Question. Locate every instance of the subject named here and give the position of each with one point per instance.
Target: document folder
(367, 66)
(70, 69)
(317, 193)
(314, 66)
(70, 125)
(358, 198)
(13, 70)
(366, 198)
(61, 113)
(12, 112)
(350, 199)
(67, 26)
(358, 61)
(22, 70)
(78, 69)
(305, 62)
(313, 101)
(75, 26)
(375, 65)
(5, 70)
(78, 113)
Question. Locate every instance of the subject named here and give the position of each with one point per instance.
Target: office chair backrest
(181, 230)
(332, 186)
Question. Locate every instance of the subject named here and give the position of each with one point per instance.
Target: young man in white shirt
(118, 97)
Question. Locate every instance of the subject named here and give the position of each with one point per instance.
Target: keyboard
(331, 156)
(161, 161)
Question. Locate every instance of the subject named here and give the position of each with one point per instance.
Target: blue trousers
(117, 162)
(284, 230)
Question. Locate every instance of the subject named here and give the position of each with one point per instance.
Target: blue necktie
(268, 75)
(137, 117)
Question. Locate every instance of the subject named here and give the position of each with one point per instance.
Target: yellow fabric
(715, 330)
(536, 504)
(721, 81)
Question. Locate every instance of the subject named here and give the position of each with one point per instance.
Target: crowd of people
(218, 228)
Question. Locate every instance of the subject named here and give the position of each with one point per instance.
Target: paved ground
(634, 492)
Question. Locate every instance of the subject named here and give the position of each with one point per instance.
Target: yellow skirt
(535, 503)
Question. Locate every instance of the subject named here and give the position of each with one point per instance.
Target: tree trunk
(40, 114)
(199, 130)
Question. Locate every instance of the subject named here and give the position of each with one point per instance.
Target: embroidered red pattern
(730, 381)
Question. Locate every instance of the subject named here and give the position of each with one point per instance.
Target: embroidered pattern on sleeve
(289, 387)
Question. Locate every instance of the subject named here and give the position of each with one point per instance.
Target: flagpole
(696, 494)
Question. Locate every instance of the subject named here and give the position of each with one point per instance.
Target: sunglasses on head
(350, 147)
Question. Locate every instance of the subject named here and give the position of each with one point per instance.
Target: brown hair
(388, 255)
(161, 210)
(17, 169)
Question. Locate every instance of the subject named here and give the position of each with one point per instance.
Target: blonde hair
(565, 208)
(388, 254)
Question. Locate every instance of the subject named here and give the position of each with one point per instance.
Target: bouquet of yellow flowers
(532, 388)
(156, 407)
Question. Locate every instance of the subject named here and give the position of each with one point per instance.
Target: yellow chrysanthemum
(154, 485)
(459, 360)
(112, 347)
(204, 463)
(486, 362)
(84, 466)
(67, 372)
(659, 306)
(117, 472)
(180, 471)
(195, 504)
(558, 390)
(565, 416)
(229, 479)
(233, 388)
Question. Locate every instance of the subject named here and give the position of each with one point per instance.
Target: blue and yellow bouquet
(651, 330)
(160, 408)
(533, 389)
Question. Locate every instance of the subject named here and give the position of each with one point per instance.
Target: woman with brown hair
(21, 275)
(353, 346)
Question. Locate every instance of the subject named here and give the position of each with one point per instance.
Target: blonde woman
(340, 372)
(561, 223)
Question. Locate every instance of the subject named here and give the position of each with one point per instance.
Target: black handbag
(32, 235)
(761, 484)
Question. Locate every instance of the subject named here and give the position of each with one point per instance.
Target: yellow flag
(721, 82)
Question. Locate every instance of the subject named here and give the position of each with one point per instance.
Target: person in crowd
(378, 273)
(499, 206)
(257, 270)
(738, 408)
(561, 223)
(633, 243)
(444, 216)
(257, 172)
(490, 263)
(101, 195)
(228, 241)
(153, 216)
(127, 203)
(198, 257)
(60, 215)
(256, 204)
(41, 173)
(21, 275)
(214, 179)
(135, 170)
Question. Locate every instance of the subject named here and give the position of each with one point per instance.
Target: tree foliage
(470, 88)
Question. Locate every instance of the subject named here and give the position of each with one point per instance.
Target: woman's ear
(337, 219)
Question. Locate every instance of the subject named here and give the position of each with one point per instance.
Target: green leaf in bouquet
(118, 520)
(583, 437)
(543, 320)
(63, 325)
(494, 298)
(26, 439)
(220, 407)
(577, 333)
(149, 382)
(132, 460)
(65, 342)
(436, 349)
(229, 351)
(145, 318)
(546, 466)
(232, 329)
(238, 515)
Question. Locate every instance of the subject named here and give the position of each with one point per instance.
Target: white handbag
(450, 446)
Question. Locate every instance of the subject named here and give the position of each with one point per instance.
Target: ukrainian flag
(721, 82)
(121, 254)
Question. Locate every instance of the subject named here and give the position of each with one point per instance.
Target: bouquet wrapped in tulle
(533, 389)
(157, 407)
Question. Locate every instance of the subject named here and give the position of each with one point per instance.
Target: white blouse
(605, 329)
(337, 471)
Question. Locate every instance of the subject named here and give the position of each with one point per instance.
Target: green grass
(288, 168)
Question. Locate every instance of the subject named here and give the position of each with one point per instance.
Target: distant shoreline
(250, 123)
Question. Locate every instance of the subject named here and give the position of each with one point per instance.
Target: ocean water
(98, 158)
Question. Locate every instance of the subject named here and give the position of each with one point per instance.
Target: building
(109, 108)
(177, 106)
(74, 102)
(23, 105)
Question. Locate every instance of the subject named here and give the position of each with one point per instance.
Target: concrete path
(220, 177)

----

Task details:
From the first line through the last, give the data above again exactly.

Output:
Question. Locate every instance of the subject named here and give the position of each with one point per instance.
Target: document folder
(367, 66)
(70, 69)
(317, 193)
(314, 66)
(70, 125)
(358, 198)
(13, 70)
(366, 198)
(61, 113)
(12, 112)
(350, 199)
(67, 26)
(358, 61)
(22, 70)
(78, 69)
(305, 62)
(313, 101)
(75, 26)
(375, 65)
(5, 70)
(78, 113)
Question. Locate every instance of the subject named here and give the position of each with one point per instance.
Target: office chair backrest
(181, 230)
(332, 186)
Question. Locate every instance of the subject named here and give the position of each with one point per instance.
Target: young man in white shirt
(118, 97)
Question. Locate every instance of the subject named here and give the position of each with one point per instance.
Target: keyboard
(331, 156)
(161, 161)
Question. Locate every instance of the subject named here and give the position of each with one point per instance.
Target: blue trousers
(117, 162)
(284, 230)
Question. Locate every instance of the subject named here and give the position of each with one point per instance.
Target: blue necktie
(268, 75)
(137, 117)
Question. Locate every instance of the subject named here and give the position of each with one point per instance.
Target: yellow fabric
(715, 330)
(536, 504)
(721, 81)
Question. Locate every instance of the subject named here and give the position of each with one point per instance.
Target: crowd of people
(218, 228)
Question. Locate every instance of the subject named here and give the position of each with one point per instance.
Target: paved ground
(634, 492)
Question. Locate every instance of the subject named here and give the position of each with one point per instance.
Target: yellow skirt
(535, 503)
Question. Locate every instance of the subject named here and give the position of each with one point per instance.
Target: tree trunk
(40, 114)
(199, 130)
Question. Locate every instance of the subject named here and give the position of each with one point per instance.
Target: embroidered red pattern
(730, 381)
Question. Locate every instance of the subject named here and give the position of each with one point per instance.
Target: embroidered pattern on sleeve
(289, 387)
Question. Locate every instance of the subject named here and give the position of each with one point per instance.
Target: flagpole
(696, 494)
Question. Locate every instance of the subject named here and give the position of each with one point per instance.
Target: sunglasses on head
(350, 147)
Question. Locate every instance of the subject named here and give the position of each with one point per instance.
Target: brown hair
(388, 255)
(161, 210)
(17, 169)
Question. Locate every instance of the subject named here and give the position of each with one point per instance.
Target: blonde hair
(565, 208)
(388, 254)
Question. Locate every instance of the subject named here and give the position of each with one point per instance.
Target: bouquet of yellow flowers
(532, 388)
(156, 407)
Question. Locate every instance of the subject named here and give the position of each with one point per instance.
Target: yellow chrysanthemum
(154, 485)
(459, 360)
(112, 347)
(204, 463)
(486, 362)
(84, 466)
(67, 372)
(659, 306)
(117, 472)
(180, 471)
(195, 504)
(558, 390)
(565, 416)
(229, 479)
(233, 388)
Question. Locate every instance of the subject named here and give the position of each with one point per instance.
Target: blue and yellow bouquet
(651, 330)
(160, 408)
(533, 389)
Question. Locate every instance of the subject named here and give the position of each with one point per instance.
Target: woman with brown hair
(21, 275)
(353, 346)
Question. Locate every instance of the subject named here and give the position of each with one point per instance.
Target: blonde woman
(340, 372)
(561, 223)
Question. Locate every instance of the subject named here and give the position of each with one point per instance.
Target: black handbag
(32, 235)
(761, 484)
Question. Locate every instance of the subject named here and give the position of each with one point per instance.
Target: yellow flag
(721, 82)
Question. Locate every instance of the subject named here and give the position of each with one point per instance.
Target: person in crowd
(378, 273)
(499, 206)
(257, 270)
(738, 408)
(561, 223)
(633, 243)
(444, 216)
(257, 172)
(490, 263)
(101, 195)
(228, 241)
(153, 216)
(127, 203)
(198, 257)
(60, 215)
(256, 204)
(41, 173)
(21, 275)
(214, 179)
(135, 170)
Question. Locate every instance of the subject named here and give the position of each with one point per instance.
Target: tree foliage
(470, 88)
Question. Locate every instance of the subject named here and give the position of each with one point per instance.
Target: woman's ear
(337, 219)
Question. Locate every instance of the subject named here and give the position of each with one point per instance.
Target: green leaf in bouquet
(118, 520)
(583, 437)
(543, 320)
(63, 325)
(494, 298)
(26, 439)
(220, 407)
(577, 333)
(149, 382)
(132, 460)
(65, 342)
(436, 349)
(229, 351)
(145, 318)
(546, 466)
(232, 329)
(238, 515)
Question. Locate every instance of the subject named here and give the position of each with one point per instance.
Target: white handbag
(450, 446)
Question. Locate every instance of the subject named here and give the position of each with one point per instance.
Target: ukrainian flag
(721, 82)
(121, 254)
Question. Locate every instance of the subject named here and give the position of each with one point per instance.
Target: bouquet wrapped in tulle
(533, 389)
(157, 407)
Question. Locate every instance of the subject named here and give the position of each with one point per instance.
Target: white blouse
(605, 329)
(337, 471)
Question. Locate every instance of the subject named here and give the position of each with one point per instance.
Target: green grass
(288, 168)
Question. Locate every instance of the subject named here and give the position of each with one point per instance.
Target: distant shoreline
(250, 123)
Question. Locate every instance of the subject named here and give the position of each with one point per instance.
Target: ocean water
(98, 158)
Question. Locate every instance of the subject named here and give the position of each with one point per instance.
Target: building
(109, 108)
(177, 106)
(74, 102)
(23, 105)
Question. Locate every instance of the subject named here and give the position of each with one point per instance.
Target: concrete path
(220, 177)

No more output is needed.